**Required task:** Reproduce the following material exactly, including every line.
Begin
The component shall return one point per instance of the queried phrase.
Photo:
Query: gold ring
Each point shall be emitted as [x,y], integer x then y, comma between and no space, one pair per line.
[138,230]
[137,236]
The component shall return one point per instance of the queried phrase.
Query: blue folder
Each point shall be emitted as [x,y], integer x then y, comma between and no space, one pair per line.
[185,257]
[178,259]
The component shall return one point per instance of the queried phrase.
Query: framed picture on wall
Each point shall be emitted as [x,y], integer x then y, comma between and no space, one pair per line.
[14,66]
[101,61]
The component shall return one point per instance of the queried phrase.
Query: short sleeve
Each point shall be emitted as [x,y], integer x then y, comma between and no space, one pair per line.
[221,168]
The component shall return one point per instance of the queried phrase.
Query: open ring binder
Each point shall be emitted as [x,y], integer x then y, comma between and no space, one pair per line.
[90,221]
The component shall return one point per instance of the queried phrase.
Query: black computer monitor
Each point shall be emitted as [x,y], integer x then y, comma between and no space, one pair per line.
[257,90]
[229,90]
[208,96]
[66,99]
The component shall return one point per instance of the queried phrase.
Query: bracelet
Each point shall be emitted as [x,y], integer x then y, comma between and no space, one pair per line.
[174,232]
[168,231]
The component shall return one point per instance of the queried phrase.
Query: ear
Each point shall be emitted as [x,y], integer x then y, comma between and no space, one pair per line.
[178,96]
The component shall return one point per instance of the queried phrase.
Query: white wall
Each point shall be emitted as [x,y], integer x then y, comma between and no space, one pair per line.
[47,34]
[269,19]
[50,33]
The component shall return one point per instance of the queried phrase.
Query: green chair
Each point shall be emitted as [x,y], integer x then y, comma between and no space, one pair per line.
End
**Result:**
The component shall return one point per instance of the queried phrase.
Photo:
Query: gold ring
Each point shall be emitted as [x,y], integer x then y, comma between and no space, one pair per line.
[138,230]
[137,236]
The component shall return one point per instance of the queried phrase.
Query: blue folder
Each point shall be emitted as [x,y], integer x then y, comma between and no space, one pair per line.
[185,257]
[178,259]
The component shall return one point per instance of the queried phrase.
Query: framed picture on wall
Each point shall be emitted as [x,y], integer x then y, comma between and no space, one pair per line.
[14,66]
[101,61]
The component shall return one point per instance of the queried phrase.
Query: short sleeve
Each point shall be emitted as [x,y], integer x then y, comma between and no space, one pair per line.
[221,168]
The component shall return one point per instance of the queried phrase.
Query: open ring binder
Each point shall be emitted as [x,y], integer x then y, comma between and no space, one pair per line.
[90,221]
The component shall return one point per instance of the queried phrase.
Query: black computer monitor
Each point shall be emitted as [x,y], integer x then y, comma between and no space, one pair per line.
[257,90]
[229,90]
[208,96]
[66,99]
The component shall return one point per instance of the queried phrase.
Query: bracelet
Each point shall be emitted as [x,y], integer x then y, comma between and no space, one pair per line.
[174,232]
[168,231]
The component shall return one point per instance of the queried phrase.
Query: ear
Each point shall be emitted as [x,y], integer x then y, comma between and no space, one pair per line.
[178,96]
The component shall return one point per instance of the queried phrase.
Query: white wall
Each point shall be emitted as [x,y], integer x then y, comma between and no space, one pair per line.
[47,34]
[269,19]
[50,33]
The component shall return one point per instance of the queried phrase.
Query: green chair
Each point shall be emitted as [x,y], integer x then y, comma between and no space, one pair per line.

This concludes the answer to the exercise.